SHORT PROBLEM » Repeat word for word the lines starting with the one containing "Indicate the blue" and going on through the one containing "x=868, y=113".

(Stored items)
=====

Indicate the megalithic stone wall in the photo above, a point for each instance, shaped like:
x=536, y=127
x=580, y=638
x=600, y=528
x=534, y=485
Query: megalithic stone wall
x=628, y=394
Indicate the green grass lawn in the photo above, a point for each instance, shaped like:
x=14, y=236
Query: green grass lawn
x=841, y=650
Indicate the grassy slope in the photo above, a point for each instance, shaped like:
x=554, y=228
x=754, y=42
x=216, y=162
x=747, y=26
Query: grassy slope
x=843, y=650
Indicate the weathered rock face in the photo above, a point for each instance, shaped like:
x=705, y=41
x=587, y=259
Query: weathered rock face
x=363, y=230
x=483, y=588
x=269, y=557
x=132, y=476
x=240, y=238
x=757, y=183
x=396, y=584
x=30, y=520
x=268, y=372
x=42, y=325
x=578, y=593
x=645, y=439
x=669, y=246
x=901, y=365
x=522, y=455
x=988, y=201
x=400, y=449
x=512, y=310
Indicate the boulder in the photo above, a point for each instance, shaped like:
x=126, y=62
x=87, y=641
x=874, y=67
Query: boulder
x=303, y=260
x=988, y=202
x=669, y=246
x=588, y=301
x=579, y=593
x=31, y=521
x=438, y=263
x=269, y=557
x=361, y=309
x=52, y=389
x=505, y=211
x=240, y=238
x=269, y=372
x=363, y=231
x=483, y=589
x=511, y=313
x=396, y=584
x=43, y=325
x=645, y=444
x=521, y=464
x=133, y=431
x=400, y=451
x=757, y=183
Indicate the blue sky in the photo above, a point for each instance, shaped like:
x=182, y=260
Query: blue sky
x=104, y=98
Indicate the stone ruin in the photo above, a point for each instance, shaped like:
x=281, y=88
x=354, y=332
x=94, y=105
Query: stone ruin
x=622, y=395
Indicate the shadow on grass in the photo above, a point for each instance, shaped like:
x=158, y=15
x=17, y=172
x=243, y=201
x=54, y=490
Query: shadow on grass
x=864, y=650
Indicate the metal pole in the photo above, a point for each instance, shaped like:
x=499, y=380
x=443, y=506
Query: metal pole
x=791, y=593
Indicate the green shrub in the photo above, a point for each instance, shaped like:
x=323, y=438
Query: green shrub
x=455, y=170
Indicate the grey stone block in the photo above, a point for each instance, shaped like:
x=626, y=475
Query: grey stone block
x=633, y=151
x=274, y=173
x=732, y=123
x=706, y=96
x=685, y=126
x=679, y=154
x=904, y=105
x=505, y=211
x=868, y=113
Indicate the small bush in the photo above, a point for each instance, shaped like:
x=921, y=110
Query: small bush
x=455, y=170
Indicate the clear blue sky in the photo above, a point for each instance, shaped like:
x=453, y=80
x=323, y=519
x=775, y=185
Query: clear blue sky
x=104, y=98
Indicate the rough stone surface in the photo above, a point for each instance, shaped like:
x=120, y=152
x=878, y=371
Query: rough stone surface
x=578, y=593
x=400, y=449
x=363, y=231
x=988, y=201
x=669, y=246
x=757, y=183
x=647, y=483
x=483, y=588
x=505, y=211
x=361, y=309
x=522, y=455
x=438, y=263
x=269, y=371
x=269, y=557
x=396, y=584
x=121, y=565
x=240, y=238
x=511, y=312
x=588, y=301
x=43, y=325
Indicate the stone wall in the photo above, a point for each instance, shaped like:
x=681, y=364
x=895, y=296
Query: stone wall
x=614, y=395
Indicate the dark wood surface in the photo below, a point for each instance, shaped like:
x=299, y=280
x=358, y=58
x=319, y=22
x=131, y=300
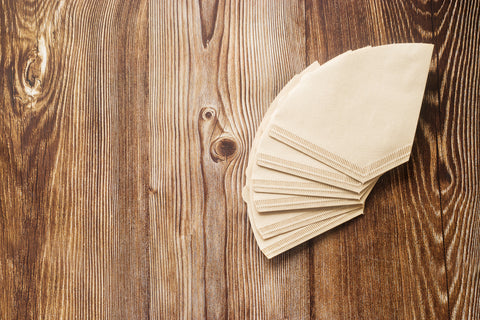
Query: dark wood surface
x=125, y=128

=====

FULL OUTPUT »
Indicate the blue sky in the photo above, a point for each instance, shaped like:
x=182, y=260
Query: blue sky
x=104, y=98
Indicate the stone ruin in the photo above, a point for each instance, shaped like:
x=281, y=88
x=354, y=332
x=94, y=105
Query: stone ruin
x=622, y=395
Indicate the shadow on grass in the photo above, a point for each instance, shaped like:
x=158, y=15
x=17, y=172
x=243, y=201
x=54, y=490
Query: shadow on grass
x=864, y=650
Indicate the metal pole in the photo above, a point for each instance, shaped like:
x=499, y=380
x=443, y=506
Query: metal pole
x=791, y=593
Indicate the green shrub in the photo above, a point for each instance, shaped like:
x=323, y=438
Query: green shrub
x=455, y=170
Indicate the grey stone block in the photo above, a point for each instance, shaped like:
x=626, y=475
Query: grey stone block
x=633, y=151
x=274, y=173
x=732, y=123
x=706, y=96
x=685, y=126
x=679, y=154
x=904, y=105
x=505, y=211
x=868, y=113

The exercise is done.